Think of $a$ as function
from $\{0,1\}^m$ to $\{0,1\}$ ($m=\log{n}$),
take the (unique) multi-linear extension $A$ of this
function over a field
$\F$ whose size is $\Theta(m^2)$, and
represent $A$ as a table
$T:\F^m\rightarrow \F$ whose size is $O(2^{O(\log^{O(1)}{n})})$.
Then we proposed a test that given any table $T$ can efficiently
check if it is a multi-linear extension in the sense that:
1) If $T$ is multi-linear then always accept
2) If probability of acceptance is $>1/100$ then $\exists$
a multi-linear $A$ s.t.
\[
\mbox{Pr}_{V_1,\ldots,V_n\in \F}[A(V_1,\ldots,V_n) = T(V_1,\ldots,V_n) ] >
99/100
\]
3) the test uses ${O(\log^{O(1)}{n})}$ random bits and
reads only $O(\log^{O(1)}{n})$ bits from the table.
At the end of last class we began to arithmetize $\phi(x_1,\ldots,x_n)$.
We were looking for an arithmetization that enables the verifier to
check through an IP protocol
if the assignment given by the table is a satisfying assignment. The
big picture is that the verifier will use a number of random
bits polynomial in $m$ and hence poly-logarithmic in $n$. The number of bits
that the prover sends to the verifier is also poly-logarithmic in $n$.

|---|

## PROBLEMS AND TASKS
(a) In the lecture notes, what is the size of the field over which the multi-linear extension is taken?
(b) Please list every property the lecture notes give for the proposed multi-linear extension test.
The stored entries that come next are separate from the lecture notes.

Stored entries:
|---|

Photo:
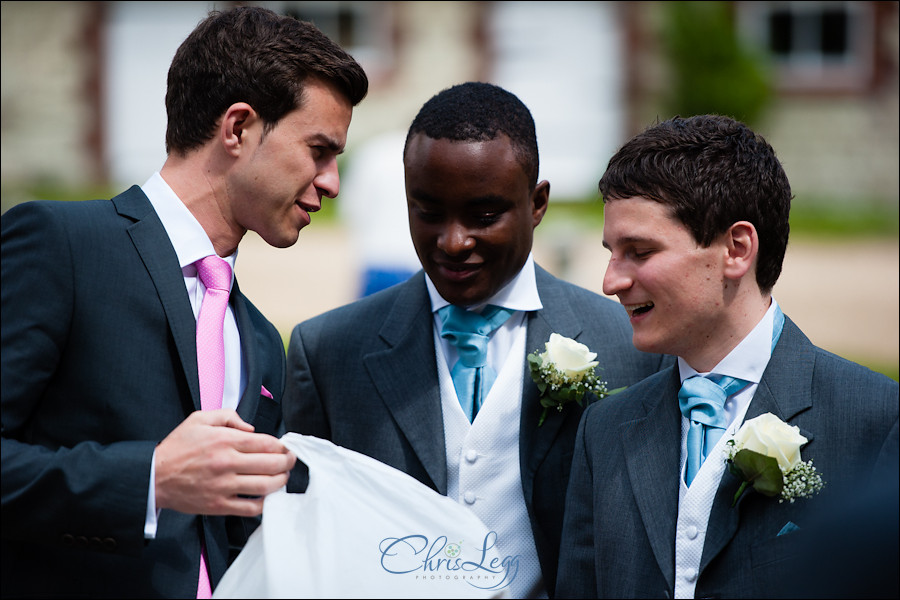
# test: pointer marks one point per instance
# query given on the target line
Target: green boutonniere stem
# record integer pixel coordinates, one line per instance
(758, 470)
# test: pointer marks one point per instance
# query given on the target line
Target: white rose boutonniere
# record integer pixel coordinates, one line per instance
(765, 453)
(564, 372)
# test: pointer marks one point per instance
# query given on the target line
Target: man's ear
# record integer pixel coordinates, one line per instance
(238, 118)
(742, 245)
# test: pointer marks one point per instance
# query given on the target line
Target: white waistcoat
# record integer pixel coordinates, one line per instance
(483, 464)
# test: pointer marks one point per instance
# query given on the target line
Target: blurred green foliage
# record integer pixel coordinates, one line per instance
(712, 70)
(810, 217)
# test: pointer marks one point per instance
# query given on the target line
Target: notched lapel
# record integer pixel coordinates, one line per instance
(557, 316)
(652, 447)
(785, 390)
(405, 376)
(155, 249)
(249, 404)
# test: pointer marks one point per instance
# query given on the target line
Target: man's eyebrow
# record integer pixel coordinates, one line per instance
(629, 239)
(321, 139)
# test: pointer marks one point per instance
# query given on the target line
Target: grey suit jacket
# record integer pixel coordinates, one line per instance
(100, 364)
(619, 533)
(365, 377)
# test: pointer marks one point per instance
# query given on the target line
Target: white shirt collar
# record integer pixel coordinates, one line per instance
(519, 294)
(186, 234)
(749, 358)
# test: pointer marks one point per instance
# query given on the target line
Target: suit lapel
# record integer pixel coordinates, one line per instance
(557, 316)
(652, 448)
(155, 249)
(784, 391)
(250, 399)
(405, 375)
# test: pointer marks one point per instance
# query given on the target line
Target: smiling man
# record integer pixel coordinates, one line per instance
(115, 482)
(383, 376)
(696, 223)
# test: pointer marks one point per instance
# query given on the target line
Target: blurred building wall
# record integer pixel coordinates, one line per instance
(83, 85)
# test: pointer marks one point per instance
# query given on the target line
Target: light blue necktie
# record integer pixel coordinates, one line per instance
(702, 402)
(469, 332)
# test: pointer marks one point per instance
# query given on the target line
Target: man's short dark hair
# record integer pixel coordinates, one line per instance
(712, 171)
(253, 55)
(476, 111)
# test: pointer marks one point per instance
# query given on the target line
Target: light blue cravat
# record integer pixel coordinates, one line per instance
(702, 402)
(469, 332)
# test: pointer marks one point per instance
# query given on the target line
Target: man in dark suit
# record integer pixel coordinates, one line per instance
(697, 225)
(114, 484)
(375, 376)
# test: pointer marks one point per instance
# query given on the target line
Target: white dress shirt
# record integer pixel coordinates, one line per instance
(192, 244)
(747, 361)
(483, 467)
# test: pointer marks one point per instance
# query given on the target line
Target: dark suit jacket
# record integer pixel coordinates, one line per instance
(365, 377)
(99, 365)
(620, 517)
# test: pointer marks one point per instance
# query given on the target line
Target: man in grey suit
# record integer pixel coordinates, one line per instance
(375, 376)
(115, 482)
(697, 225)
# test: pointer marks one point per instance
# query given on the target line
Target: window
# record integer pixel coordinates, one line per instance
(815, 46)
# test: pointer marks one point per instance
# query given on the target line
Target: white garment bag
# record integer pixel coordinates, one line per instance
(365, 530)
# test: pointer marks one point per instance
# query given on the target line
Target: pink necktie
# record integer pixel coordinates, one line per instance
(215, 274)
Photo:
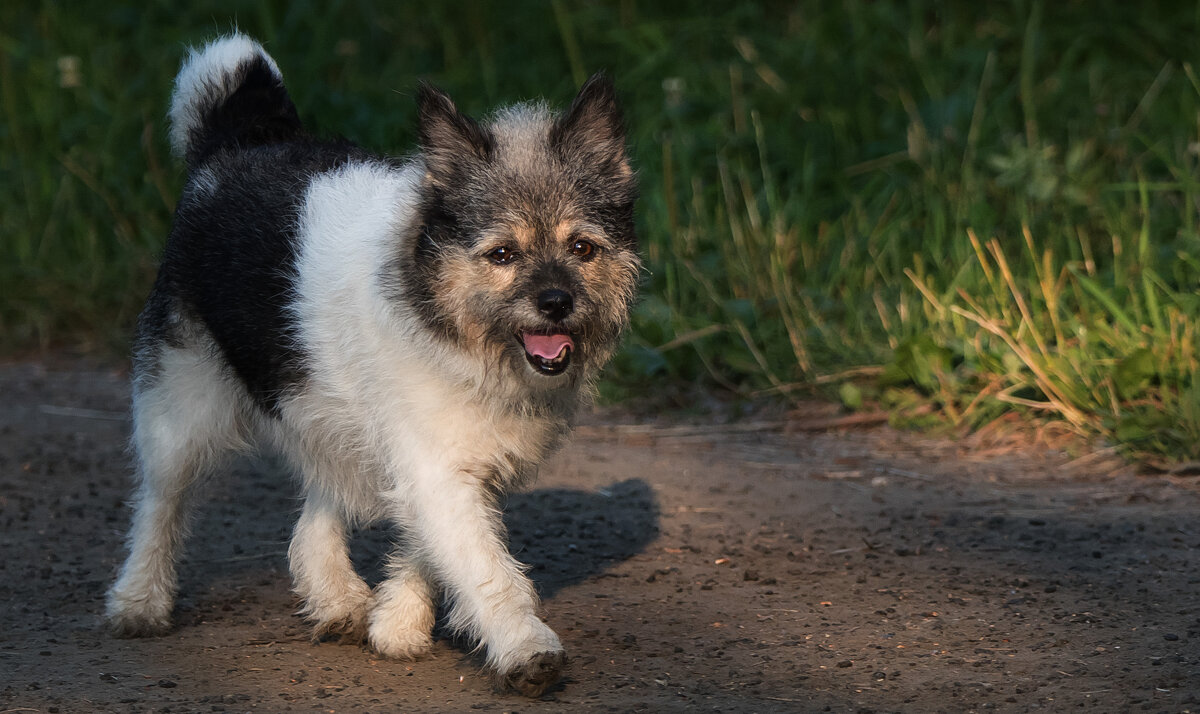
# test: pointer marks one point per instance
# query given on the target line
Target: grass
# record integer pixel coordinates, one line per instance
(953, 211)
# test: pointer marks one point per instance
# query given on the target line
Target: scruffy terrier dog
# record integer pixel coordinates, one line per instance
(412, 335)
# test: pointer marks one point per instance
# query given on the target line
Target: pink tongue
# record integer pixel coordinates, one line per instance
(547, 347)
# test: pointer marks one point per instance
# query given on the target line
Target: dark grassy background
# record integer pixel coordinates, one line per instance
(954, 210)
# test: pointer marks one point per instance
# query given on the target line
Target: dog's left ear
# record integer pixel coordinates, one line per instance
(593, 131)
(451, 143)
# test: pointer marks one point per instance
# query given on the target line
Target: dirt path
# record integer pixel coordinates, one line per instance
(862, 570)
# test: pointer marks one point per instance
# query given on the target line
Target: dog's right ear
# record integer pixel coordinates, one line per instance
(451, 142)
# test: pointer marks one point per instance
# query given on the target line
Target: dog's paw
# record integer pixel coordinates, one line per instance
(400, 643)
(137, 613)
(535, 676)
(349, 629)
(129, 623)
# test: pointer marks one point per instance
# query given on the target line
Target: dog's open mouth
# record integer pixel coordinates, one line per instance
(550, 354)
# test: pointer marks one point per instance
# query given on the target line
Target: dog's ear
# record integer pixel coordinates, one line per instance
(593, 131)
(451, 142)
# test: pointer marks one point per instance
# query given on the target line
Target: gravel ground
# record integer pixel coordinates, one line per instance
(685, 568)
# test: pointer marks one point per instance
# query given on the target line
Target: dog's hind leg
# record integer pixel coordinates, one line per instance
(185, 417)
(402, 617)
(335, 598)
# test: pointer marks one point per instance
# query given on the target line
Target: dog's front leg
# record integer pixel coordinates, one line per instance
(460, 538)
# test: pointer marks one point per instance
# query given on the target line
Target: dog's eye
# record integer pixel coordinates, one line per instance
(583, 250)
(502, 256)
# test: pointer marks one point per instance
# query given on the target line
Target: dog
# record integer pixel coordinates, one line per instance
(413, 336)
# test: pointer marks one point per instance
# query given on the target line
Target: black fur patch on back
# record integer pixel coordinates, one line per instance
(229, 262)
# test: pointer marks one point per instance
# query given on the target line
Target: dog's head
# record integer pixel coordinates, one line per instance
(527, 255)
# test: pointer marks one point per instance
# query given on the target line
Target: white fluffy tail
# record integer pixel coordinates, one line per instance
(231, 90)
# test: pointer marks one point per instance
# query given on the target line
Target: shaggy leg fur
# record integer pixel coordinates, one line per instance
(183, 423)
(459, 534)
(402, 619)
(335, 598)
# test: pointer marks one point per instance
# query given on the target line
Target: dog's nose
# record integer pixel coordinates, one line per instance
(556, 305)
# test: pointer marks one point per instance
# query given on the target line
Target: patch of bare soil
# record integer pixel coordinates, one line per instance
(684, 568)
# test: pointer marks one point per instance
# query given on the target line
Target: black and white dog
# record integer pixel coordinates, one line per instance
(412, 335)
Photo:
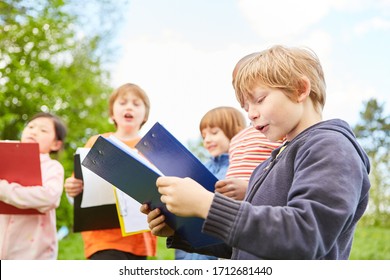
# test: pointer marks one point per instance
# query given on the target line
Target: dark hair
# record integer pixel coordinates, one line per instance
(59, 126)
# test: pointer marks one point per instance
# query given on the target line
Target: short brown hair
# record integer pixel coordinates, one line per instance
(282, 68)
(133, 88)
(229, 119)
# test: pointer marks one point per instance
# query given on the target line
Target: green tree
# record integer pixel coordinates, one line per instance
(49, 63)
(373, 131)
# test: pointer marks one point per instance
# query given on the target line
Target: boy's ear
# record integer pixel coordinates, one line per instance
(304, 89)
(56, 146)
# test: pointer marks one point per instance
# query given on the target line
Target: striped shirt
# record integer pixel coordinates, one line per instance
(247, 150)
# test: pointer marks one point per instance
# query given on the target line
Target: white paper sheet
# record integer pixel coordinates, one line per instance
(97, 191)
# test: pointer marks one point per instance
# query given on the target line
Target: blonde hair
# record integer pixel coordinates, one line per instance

|---|

## EXERCISE SOLUTIONS
(a) Its size is Θ(m²).

(b)
1. If T is multi-linear, the test always accepts.
2. If the probability of acceptance is greater than 1/100, there exists a multi-linear A such that A and T agree at a random point with probability greater than 99/100.
3. The test uses O(log^{O(1)} n) random bits and reads only O(log^{O(1)} n) bits from the table.